--- What is expected ---
Copy every line of the records below word for word, leaving nothing out.

(Raw records)
════════

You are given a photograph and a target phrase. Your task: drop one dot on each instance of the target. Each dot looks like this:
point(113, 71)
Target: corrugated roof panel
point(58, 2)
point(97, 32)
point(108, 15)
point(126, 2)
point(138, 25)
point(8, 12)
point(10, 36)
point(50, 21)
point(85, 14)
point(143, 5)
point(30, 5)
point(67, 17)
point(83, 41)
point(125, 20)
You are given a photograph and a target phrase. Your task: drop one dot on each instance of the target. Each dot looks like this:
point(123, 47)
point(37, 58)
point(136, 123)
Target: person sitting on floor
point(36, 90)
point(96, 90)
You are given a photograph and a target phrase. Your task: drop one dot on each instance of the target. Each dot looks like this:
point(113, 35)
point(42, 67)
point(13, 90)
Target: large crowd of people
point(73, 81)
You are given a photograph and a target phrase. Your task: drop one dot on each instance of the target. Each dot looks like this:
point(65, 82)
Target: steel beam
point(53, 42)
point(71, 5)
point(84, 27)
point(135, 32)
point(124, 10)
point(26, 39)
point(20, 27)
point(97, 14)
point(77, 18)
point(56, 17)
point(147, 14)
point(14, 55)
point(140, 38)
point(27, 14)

════════

--- Output ---
You are given a photograph and a target phrase. Your task: drop one dot on each instance of the target. Each dot looks like this:
point(113, 71)
Target: corrugated roof panel
point(58, 2)
point(97, 32)
point(108, 15)
point(126, 2)
point(138, 25)
point(8, 12)
point(10, 36)
point(50, 21)
point(85, 14)
point(143, 5)
point(30, 5)
point(67, 17)
point(83, 41)
point(125, 20)
You are given a photograph and a target phrase. Your task: drop one dot on each instance of the target. Each dot looks like this:
point(123, 47)
point(37, 58)
point(136, 123)
Target: person sitting on floor
point(36, 90)
point(96, 90)
You are given a photograph and a target phrase. Your task: drop one dot on each instance of the target. Each dot looks like this:
point(113, 35)
point(42, 67)
point(13, 90)
Target: large crowd of people
point(73, 81)
You are given a photograph and a target phrase. Your task: drop one dot on each instance of the target. Each dot looks like this:
point(65, 82)
Target: steel beam
point(53, 42)
point(71, 5)
point(84, 27)
point(135, 32)
point(124, 10)
point(26, 39)
point(20, 27)
point(97, 14)
point(77, 18)
point(56, 17)
point(147, 14)
point(14, 55)
point(140, 38)
point(27, 14)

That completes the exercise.